▸ **Material provided**
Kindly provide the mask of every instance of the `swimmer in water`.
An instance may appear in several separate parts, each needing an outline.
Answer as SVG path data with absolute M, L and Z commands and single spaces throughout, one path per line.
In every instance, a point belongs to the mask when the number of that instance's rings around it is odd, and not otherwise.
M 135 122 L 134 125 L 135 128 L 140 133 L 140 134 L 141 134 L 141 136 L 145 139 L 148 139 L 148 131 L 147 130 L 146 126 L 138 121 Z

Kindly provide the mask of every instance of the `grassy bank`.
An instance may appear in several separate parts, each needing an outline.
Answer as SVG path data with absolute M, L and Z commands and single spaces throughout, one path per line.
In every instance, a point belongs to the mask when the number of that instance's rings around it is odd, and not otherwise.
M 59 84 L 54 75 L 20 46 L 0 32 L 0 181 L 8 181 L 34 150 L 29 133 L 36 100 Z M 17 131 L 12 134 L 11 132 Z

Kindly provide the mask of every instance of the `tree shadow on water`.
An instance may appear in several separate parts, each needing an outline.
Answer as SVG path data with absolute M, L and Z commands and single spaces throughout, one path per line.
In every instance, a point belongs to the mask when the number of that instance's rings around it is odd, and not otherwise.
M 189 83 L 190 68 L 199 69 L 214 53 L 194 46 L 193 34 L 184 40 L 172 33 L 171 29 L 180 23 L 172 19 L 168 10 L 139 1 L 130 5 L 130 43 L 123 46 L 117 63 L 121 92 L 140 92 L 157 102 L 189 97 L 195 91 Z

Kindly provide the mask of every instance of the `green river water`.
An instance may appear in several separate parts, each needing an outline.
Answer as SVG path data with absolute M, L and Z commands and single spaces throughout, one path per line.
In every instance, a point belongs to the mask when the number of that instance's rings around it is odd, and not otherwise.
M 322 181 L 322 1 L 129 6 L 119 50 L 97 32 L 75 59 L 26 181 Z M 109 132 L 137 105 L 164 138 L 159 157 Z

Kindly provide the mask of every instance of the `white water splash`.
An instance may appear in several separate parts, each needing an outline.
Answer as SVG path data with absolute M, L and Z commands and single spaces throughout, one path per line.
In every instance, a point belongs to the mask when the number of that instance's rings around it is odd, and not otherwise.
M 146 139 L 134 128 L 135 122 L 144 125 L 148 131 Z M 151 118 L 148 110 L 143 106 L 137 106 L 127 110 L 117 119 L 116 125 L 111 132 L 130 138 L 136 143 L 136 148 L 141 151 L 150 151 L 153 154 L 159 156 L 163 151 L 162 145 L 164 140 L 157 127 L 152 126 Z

...

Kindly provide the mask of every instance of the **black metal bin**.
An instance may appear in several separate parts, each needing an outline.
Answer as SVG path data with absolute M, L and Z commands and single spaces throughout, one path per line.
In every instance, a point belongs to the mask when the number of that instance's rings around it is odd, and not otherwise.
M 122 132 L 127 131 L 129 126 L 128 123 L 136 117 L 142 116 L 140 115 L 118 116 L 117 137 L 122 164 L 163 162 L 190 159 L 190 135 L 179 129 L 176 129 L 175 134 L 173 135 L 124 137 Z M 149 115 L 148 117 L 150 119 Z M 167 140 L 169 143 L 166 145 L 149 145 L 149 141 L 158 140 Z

* * *

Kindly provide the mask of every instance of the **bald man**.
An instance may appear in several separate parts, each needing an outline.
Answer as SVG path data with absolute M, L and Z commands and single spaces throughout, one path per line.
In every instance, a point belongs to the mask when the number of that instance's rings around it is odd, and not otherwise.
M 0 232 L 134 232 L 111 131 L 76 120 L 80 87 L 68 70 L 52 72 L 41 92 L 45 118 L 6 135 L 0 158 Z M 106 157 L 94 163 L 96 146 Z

▸ **Goal**
Copy the records above word for word, starting at the line containing "Kindly provide the mask of every instance of the **black" and ending with the line containing "M 122 132 L", both included.

▸ **Result for this task**
Kindly provide the mask of every instance of the **black metal bin**.
An instance may appear in several separate parts, each needing an outline.
Answer as SVG path data with absolute M, L and Z commands and single spaces throughout, one path per line.
In every instance, a point belongs to the mask when the number of that instance's rings around it is odd, and not otherwise.
M 122 132 L 127 131 L 129 126 L 128 123 L 136 117 L 142 116 L 140 115 L 118 116 L 117 137 L 122 164 L 163 162 L 190 159 L 190 135 L 179 129 L 176 129 L 175 134 L 173 135 L 124 137 Z M 149 115 L 148 117 L 150 119 Z M 167 140 L 169 143 L 166 145 L 149 145 L 149 141 L 158 140 Z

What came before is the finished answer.